Give the records again exactly, with every character kept.

··· SUPPLIED RECORDS

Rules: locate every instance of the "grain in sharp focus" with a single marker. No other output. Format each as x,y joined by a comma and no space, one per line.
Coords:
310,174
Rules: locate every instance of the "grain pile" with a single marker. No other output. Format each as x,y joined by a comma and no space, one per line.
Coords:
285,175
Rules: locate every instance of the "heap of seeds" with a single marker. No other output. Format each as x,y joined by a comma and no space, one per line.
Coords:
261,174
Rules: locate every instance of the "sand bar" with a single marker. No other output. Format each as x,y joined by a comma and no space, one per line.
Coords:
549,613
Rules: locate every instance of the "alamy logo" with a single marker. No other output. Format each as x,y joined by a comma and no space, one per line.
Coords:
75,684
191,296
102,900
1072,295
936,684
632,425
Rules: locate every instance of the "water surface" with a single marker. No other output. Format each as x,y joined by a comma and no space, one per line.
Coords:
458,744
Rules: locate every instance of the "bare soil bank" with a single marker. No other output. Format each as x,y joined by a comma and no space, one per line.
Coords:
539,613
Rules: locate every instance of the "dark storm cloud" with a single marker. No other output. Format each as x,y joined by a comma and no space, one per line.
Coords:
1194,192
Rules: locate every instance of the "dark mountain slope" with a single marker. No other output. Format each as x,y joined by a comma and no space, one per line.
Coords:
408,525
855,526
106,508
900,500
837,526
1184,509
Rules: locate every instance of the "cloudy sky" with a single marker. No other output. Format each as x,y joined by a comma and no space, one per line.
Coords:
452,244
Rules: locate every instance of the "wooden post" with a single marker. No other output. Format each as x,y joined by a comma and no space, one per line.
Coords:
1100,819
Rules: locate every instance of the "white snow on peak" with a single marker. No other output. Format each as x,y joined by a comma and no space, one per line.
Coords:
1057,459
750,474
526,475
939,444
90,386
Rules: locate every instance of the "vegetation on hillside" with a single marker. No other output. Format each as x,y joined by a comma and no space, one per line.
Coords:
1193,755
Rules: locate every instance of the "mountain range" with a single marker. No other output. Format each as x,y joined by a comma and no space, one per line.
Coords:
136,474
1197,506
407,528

······

*OUTPUT FOR THIS EXERCISE*.
Rules: locate every instance of the "grain in sharp focus" with a single marker. No other output. Format each as x,y joined by a comma and no space, one per line.
Coords:
310,174
Rules: locate every instance of the "grain pile" with a single marker. No other output. Format each as x,y joined by a comma and no space, one per line.
Coords:
285,175
Rules: locate every instance of the "heap of seeds" with a single marker. No other output. Format each as x,y joined by a comma and no space, one per line.
Coords:
261,174
Rules: locate every instance of the "sand bar" with a single marker. No other output. Format each as x,y joined by a comma and no space, one per line.
Coords:
549,613
Rules: locate every instance of the "alamy logo" with a single marker. No other output. Format each as x,y joined by a comma and no space, one per line.
Coords:
75,684
191,296
102,900
1072,295
936,684
632,425
Rules: locate every instance of the "water surface" with a single marker. No other output. Format each as x,y joined by a comma and no space, one per line.
Coords:
458,744
Rules: locate every instance of the "bare soil bank" with a single marker. No other output. Format each as x,y joined by a comma and no space, one per line.
Coords:
539,613
Rules: locate every instance of the "dark storm cloud" with a single marker. No other output. Format each as x,y joined by a comma and no space, one per line.
Coords:
1194,192
Rules: locate every instance of the "dark mountain slope" with a single marker. No other output. Format each as x,y joined by a comma and no space, one per line.
Coords:
408,525
855,526
106,508
900,500
837,526
1184,509
Rules: locate every instance of the "cloudy sky" with a single marker. No other output. Format each as x,y joined by a comma and no space, one per line.
Coords:
452,244
Rules: locate every instance of the "wooden post" with a single marker. No other output. Format each as x,y joined by a comma and no space, one per line.
Coords:
1100,819
Rules: locate every instance of the "white snow on peak" with a single marker. No other output. Format each as x,y joined by a comma and no space, one per line.
Coords:
1057,459
750,474
526,475
939,444
90,386
Rules: locate every instance of the "vegetation on hillside" with a single marker. No other output. Format each as x,y joined by a comma and no space, one per line.
Coords:
1193,755
Rules: locate every instance of the "mountain range" with a single marker. No other output. Format each as x,y joined by a comma and no space, one per line.
Coords:
136,474
1197,506
407,528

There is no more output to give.